▶ [Exercise]
Restate the following entries exactly, including every line.

▶ [Excerpted records]

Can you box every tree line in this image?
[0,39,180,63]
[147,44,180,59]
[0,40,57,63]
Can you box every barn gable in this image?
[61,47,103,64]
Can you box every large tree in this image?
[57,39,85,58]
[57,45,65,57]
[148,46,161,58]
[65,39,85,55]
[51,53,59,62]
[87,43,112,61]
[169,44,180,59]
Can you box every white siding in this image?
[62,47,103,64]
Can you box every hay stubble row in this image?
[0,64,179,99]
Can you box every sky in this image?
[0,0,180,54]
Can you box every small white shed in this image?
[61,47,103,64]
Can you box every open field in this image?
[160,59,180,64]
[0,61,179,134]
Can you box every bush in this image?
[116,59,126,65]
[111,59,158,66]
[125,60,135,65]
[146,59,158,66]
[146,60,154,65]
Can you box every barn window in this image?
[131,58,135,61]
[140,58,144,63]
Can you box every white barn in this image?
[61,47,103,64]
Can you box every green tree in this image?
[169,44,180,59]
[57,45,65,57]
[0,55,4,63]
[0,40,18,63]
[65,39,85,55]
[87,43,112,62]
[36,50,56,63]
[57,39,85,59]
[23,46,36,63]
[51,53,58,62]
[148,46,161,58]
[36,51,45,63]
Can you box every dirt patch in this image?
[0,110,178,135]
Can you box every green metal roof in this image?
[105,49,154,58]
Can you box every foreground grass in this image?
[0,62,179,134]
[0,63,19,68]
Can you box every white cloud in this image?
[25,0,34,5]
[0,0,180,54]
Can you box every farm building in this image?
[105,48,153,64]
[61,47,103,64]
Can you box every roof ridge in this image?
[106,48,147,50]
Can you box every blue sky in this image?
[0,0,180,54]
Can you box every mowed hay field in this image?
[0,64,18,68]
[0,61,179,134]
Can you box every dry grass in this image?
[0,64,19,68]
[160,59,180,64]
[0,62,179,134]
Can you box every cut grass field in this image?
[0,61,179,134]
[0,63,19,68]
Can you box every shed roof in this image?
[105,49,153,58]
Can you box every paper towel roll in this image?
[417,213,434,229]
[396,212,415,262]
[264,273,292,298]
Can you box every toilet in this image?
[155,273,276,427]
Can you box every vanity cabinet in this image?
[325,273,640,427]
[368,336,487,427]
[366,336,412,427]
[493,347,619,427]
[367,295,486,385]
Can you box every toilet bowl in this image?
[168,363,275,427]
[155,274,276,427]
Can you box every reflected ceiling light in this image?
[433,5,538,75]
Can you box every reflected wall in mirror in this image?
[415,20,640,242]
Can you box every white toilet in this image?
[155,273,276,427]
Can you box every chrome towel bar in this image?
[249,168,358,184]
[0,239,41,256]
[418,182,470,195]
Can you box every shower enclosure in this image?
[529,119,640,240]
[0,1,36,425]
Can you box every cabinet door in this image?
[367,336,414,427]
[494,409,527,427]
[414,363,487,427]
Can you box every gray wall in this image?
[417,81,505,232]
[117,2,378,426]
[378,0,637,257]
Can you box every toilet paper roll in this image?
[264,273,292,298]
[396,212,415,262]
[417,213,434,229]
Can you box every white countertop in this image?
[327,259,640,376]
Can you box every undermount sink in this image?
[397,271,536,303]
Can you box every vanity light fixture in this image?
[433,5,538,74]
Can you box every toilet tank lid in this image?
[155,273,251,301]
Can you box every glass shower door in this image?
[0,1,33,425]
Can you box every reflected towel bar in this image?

▶ [Final answer]
Can you box every tree line in this image?
[0,39,180,63]
[147,44,180,59]
[0,40,57,63]
Can you box every barn gable in this image?
[61,47,103,64]
Can you box every large tree in this image?
[57,39,85,58]
[57,45,65,57]
[148,46,161,58]
[65,39,85,55]
[51,53,59,62]
[87,43,112,61]
[169,44,180,59]
Can you box every white siding in this image?
[62,47,103,64]
Can you box every hay stubble row in this image?
[0,64,179,99]
Can you box every sky in this image?
[0,0,180,54]
Can you box every small white shed in this image?
[61,47,103,64]
Can you box every open field in this image?
[160,59,180,64]
[0,61,179,134]
Can you box every bush in this image?
[116,59,126,65]
[111,59,158,66]
[125,60,135,65]
[146,59,158,66]
[146,60,154,65]
Can you box every barn window in this image?
[131,58,135,61]
[140,58,144,63]
Can you box every white barn in this image?
[61,47,103,64]
Can you box every green tree in this image?
[169,44,180,59]
[57,45,65,57]
[0,55,4,63]
[0,40,18,63]
[65,39,85,55]
[87,43,112,62]
[36,50,56,63]
[57,39,85,59]
[23,46,36,63]
[51,53,58,62]
[148,46,161,58]
[36,51,45,63]
Can you box every dirt patch in this image?
[0,110,178,135]
Can you box every green metal roof in this image?
[105,49,154,58]
Can you box every foreground grass in this image?
[0,62,179,134]
[0,63,19,68]
Can you box every white cloud in this image?
[25,0,34,5]
[0,0,180,54]
Can you box every farm building in this image?
[105,48,153,64]
[61,47,103,64]
Can you box every roof ridge in this image?
[106,48,147,50]
Can you box every blue sky in this image?
[0,0,180,54]
Can you box every mowed hay field in this image?
[0,64,18,68]
[0,61,179,134]
Can you box every dry grass in this image?
[0,64,19,68]
[160,59,180,64]
[0,62,179,134]
Can you box every cut grass field in this image?
[0,61,179,134]
[0,63,19,68]
Can you box every shed roof in this image?
[105,49,153,58]
Can you box every paper towel roll in this image?
[417,213,434,229]
[396,212,415,262]
[264,273,292,298]
Can you box every toilet in this image?
[155,273,276,427]
Can you box every vanity cabinet in this image?
[325,273,640,427]
[368,336,487,427]
[366,336,412,427]
[493,347,619,427]
[367,295,486,385]
Can you box every toilet bowl in this image?
[168,363,275,427]
[155,274,276,427]
Can you box every reflected ceiling light in this image?
[433,5,538,75]
Can you box every reflected wall in mirror in this image?
[415,20,640,242]
Can you box every white toilet in this image?
[155,273,276,427]
Can you box every chrome towel bar in this image?
[249,168,358,184]
[0,239,41,256]
[418,182,470,195]
Can you box every shower enclosure in this image?
[529,119,640,240]
[0,1,36,425]
Can you box every cabinet door in this image?
[367,336,414,427]
[494,409,527,427]
[414,363,487,427]
Can you box every gray wall in this image?
[417,81,505,232]
[117,2,378,426]
[378,0,637,257]
Can you box every toilet paper roll in this image?
[264,273,292,298]
[396,212,415,262]
[417,213,434,229]
Can you box every white countertop in this image?
[327,259,640,376]
Can you box every undermount sink in this image?
[397,271,536,303]
Can you box every vanity light fixture in this image?
[433,5,538,74]
Can you box every toilet tank lid in this image?
[155,273,251,301]
Can you box every glass shower door in this image?
[0,1,33,425]
Can you box every reflected towel bar in this image?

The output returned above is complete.